Task prompt —
Where in the data below does the word "church" appear? Copy every line that has it.
Input: Begin
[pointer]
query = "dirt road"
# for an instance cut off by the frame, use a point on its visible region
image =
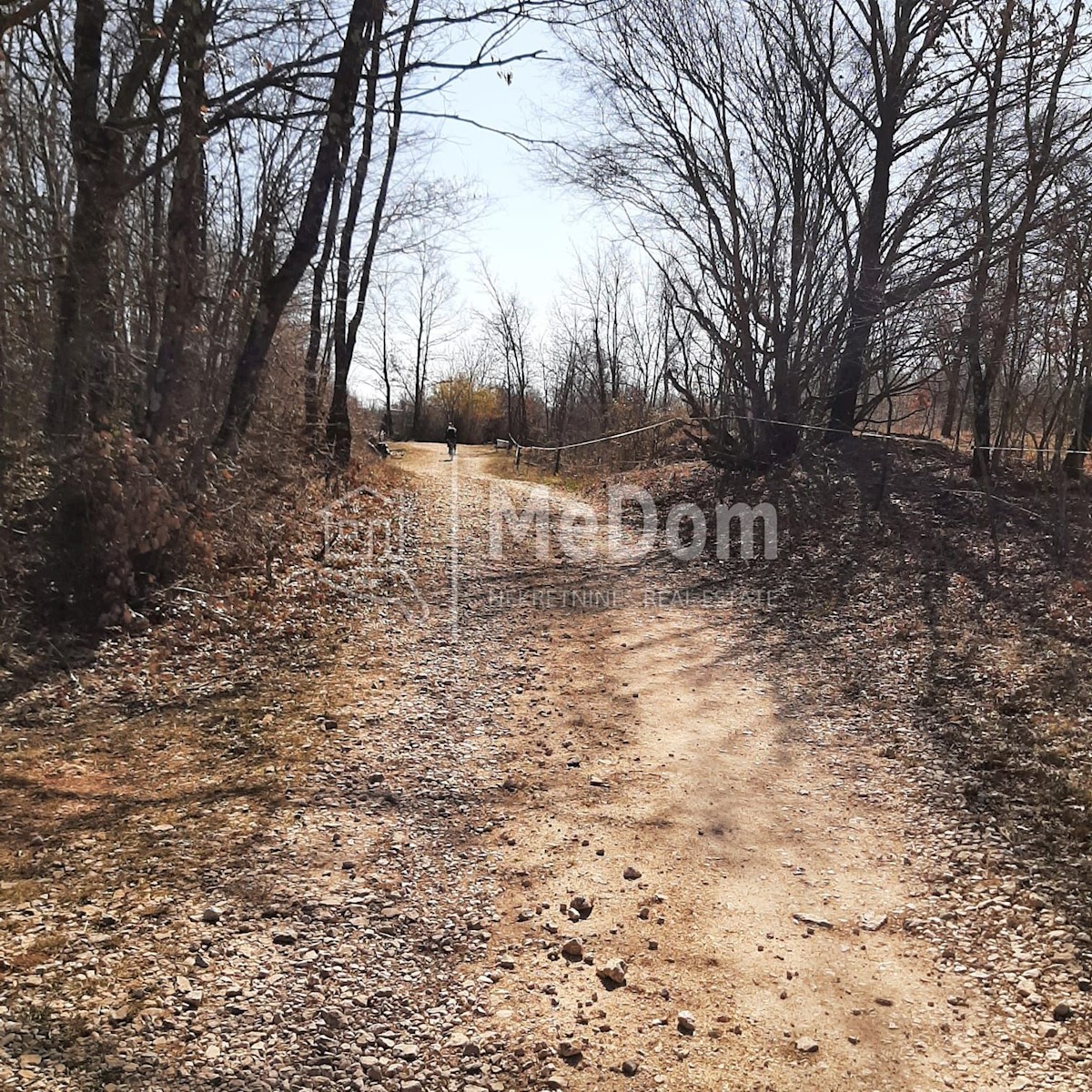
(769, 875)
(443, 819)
Input: End
Input: Begin
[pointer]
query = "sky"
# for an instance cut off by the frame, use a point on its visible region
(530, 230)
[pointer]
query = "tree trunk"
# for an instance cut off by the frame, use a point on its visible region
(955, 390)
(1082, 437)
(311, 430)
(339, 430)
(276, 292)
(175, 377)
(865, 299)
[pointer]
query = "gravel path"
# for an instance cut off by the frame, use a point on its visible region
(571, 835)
Input: End
Input: Begin
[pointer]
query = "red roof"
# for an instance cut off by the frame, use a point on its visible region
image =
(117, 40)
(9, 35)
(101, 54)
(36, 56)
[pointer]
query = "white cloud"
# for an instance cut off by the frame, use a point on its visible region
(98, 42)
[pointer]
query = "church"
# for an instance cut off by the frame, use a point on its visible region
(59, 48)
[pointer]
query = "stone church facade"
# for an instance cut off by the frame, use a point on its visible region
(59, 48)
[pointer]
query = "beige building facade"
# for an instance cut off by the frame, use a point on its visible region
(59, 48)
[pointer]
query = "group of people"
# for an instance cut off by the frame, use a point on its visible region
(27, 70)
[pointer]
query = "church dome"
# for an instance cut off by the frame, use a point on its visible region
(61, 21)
Input: End
Solution to the problem —
query = "church"
query = "stone church facade"
query = "church dome"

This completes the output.